Exercise prompt: Without pictures, repeat the lines of the entries from the one containing "the deer left" through the last, both ends included, and nothing else.

-------- Data provided

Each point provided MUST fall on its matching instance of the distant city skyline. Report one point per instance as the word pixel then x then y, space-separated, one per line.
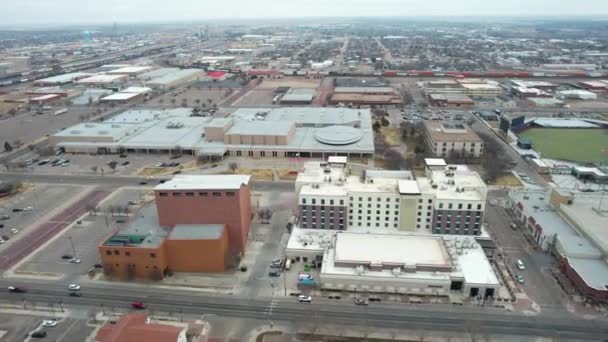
pixel 33 12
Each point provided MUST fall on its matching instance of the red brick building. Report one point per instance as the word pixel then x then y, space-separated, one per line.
pixel 209 199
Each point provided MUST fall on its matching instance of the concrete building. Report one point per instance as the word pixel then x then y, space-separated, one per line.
pixel 572 227
pixel 449 200
pixel 396 263
pixel 137 327
pixel 444 139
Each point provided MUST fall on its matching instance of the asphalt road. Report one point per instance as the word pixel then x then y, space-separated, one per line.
pixel 321 311
pixel 119 181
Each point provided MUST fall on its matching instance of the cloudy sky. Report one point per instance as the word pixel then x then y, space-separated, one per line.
pixel 84 11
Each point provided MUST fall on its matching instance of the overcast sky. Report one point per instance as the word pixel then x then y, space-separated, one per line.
pixel 83 11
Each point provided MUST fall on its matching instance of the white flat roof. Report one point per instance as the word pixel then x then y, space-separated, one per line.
pixel 120 97
pixel 434 162
pixel 391 249
pixel 101 79
pixel 408 187
pixel 205 182
pixel 130 70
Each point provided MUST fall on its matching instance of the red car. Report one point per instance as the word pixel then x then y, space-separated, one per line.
pixel 138 305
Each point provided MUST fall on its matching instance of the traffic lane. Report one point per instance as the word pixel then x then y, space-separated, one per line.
pixel 376 317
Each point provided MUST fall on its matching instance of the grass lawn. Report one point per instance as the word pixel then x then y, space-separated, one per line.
pixel 582 145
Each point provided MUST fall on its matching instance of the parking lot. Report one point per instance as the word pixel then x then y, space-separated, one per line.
pixel 19 327
pixel 538 284
pixel 84 237
pixel 131 164
pixel 42 199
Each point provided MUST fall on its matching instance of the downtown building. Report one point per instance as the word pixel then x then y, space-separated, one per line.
pixel 196 224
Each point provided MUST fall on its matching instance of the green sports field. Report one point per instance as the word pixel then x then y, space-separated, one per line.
pixel 575 144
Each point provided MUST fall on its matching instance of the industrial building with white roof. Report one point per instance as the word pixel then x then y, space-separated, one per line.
pixel 253 132
pixel 573 227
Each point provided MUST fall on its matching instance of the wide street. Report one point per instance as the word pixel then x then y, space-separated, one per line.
pixel 478 320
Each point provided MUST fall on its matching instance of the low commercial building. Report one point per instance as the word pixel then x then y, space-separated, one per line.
pixel 396 263
pixel 174 235
pixel 451 100
pixel 449 200
pixel 137 327
pixel 103 80
pixel 570 226
pixel 577 94
pixel 61 79
pixel 444 138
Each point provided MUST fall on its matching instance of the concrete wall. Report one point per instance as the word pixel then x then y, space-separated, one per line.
pixel 195 255
pixel 209 207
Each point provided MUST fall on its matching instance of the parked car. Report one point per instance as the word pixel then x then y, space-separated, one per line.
pixel 38 334
pixel 361 301
pixel 49 323
pixel 16 289
pixel 304 299
pixel 138 305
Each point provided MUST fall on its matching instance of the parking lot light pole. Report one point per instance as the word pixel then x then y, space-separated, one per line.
pixel 73 249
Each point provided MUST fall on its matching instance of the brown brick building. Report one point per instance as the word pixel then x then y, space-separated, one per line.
pixel 199 224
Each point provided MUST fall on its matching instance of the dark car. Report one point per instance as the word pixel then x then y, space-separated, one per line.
pixel 39 334
pixel 16 289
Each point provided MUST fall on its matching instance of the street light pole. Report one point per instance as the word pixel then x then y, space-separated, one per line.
pixel 73 249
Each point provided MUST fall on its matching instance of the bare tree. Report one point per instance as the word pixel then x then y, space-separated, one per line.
pixel 233 166
pixel 112 165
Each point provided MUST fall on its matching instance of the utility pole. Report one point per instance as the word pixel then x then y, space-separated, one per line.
pixel 73 249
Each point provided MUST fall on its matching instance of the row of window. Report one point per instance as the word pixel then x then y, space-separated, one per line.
pixel 127 253
pixel 202 193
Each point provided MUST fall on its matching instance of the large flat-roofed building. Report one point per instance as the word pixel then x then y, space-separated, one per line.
pixel 572 227
pixel 449 200
pixel 197 224
pixel 444 138
pixel 213 199
pixel 404 263
pixel 252 132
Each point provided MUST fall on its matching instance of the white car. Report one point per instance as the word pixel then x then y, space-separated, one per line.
pixel 304 299
pixel 49 323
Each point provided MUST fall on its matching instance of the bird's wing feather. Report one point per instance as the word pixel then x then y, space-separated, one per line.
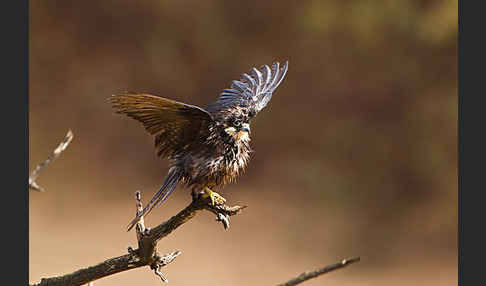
pixel 253 91
pixel 177 127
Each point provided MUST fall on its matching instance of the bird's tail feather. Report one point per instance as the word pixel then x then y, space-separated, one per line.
pixel 170 183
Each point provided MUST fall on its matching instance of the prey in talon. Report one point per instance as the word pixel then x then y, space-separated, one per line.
pixel 206 147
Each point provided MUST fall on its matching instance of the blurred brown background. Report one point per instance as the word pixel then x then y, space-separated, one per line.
pixel 355 155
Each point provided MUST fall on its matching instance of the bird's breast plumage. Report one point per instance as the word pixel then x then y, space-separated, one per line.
pixel 219 167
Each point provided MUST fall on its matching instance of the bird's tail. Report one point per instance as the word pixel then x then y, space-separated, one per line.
pixel 170 183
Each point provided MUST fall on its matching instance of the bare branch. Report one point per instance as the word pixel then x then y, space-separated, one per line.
pixel 62 146
pixel 312 274
pixel 146 254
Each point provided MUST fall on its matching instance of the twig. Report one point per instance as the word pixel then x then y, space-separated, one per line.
pixel 312 274
pixel 146 254
pixel 62 146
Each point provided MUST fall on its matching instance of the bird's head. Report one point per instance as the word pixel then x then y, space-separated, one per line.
pixel 238 128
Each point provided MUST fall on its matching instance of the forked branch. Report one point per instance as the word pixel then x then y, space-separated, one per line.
pixel 145 254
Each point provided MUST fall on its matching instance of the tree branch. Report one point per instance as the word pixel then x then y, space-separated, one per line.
pixel 57 152
pixel 145 254
pixel 312 274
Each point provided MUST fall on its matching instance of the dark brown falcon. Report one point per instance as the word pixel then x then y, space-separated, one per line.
pixel 206 147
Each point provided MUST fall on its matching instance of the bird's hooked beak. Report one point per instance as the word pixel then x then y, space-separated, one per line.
pixel 245 127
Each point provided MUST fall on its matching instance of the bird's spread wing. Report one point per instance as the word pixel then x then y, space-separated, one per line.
pixel 177 127
pixel 253 91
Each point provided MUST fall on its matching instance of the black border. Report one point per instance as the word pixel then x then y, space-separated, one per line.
pixel 471 143
pixel 15 141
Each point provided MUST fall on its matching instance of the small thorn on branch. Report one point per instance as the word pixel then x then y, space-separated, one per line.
pixel 312 274
pixel 163 261
pixel 57 152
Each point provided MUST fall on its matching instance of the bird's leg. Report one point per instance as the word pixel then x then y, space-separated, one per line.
pixel 215 197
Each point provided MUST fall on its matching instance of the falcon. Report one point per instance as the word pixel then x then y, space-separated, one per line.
pixel 206 147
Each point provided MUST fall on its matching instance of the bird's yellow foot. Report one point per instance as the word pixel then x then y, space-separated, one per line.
pixel 215 197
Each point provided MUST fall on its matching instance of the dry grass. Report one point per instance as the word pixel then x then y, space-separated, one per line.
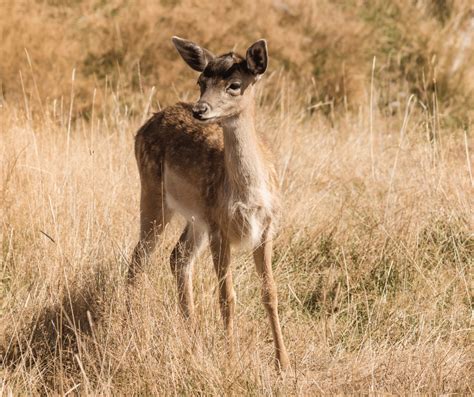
pixel 375 251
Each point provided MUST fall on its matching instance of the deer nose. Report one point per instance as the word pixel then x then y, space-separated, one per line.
pixel 200 109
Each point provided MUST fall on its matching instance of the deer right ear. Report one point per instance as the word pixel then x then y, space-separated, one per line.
pixel 194 55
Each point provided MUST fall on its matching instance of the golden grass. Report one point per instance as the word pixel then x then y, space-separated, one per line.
pixel 374 255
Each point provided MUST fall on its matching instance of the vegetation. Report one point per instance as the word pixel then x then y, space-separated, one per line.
pixel 375 250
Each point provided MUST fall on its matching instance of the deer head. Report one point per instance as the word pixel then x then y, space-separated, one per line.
pixel 226 81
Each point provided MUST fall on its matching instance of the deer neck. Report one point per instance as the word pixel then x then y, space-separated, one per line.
pixel 244 164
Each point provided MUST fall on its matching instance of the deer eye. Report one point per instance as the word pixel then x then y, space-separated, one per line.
pixel 234 88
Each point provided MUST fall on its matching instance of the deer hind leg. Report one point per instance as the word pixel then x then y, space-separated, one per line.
pixel 182 259
pixel 154 216
pixel 263 262
pixel 220 249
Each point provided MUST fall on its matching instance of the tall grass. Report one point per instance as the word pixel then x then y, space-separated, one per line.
pixel 372 261
pixel 375 249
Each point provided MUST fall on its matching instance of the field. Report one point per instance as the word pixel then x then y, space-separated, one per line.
pixel 369 114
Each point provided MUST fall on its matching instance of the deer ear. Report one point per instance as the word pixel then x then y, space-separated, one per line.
pixel 257 57
pixel 194 55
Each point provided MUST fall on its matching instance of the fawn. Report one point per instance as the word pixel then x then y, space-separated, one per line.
pixel 206 162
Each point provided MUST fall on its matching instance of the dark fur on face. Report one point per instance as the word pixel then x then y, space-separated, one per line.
pixel 226 65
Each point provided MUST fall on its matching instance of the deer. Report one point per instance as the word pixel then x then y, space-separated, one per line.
pixel 205 161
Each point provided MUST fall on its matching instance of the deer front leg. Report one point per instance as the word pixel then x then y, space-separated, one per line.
pixel 220 249
pixel 181 261
pixel 263 261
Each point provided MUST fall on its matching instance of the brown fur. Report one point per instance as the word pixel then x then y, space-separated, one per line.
pixel 218 175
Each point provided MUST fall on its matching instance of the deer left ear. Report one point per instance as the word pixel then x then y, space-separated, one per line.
pixel 257 57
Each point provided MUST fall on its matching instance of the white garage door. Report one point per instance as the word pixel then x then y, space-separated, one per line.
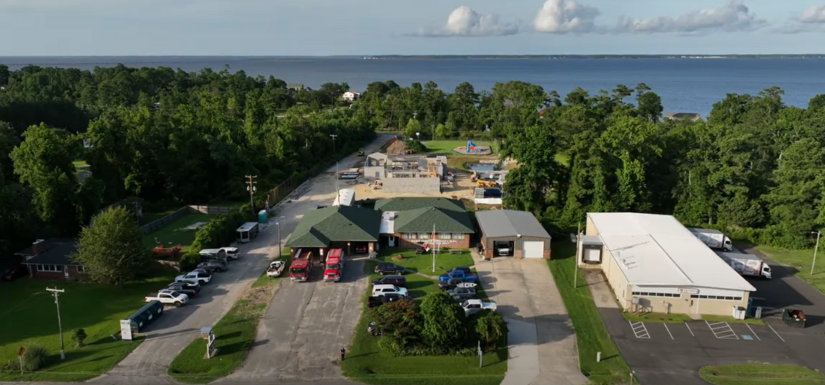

----------------

Your solution:
Each point provided MUST fall on its matching instance of the deer left ear. Report one point per instance as the word pixel then x then y, space-separated, one per line.
pixel 257 57
Each point provided MUST fall on its matching instance of the white garage door. Report one point per instance as the word pixel then x then y, space-separated, one per line.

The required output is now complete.